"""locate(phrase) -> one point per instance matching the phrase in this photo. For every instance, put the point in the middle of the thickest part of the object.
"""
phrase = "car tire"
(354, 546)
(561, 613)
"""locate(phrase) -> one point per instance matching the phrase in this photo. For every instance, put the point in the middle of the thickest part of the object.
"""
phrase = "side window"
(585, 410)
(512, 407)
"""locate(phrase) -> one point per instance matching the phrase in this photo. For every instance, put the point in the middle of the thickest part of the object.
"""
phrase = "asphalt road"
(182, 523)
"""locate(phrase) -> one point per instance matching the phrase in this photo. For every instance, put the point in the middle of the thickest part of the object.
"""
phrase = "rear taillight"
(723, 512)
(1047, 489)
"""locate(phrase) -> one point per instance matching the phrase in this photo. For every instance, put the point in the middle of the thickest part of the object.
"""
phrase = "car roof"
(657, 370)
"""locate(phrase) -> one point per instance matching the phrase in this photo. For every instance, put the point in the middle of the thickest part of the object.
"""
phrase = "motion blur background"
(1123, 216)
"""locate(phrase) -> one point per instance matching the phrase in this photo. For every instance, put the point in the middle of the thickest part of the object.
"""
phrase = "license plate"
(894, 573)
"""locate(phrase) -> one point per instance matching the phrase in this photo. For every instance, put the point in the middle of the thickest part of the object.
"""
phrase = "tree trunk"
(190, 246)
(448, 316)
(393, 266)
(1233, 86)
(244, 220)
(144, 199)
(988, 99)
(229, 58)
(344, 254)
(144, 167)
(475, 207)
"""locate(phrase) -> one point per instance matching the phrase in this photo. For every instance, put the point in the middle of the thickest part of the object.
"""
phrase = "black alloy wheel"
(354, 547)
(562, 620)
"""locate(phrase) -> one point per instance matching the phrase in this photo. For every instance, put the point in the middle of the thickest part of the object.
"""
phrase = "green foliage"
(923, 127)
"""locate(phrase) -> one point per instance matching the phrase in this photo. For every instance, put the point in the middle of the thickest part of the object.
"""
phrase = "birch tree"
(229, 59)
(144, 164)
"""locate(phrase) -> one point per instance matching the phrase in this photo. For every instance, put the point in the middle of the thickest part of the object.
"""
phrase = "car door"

○ ○ ○

• [SET TASK]:
Pull out every line of the items above that contains the string "tree". Uppercase and lowercase count as different.

• [SOLUTION TO THIS PROBLEM]:
phrase = "tree trunk"
phrase = "birch tree"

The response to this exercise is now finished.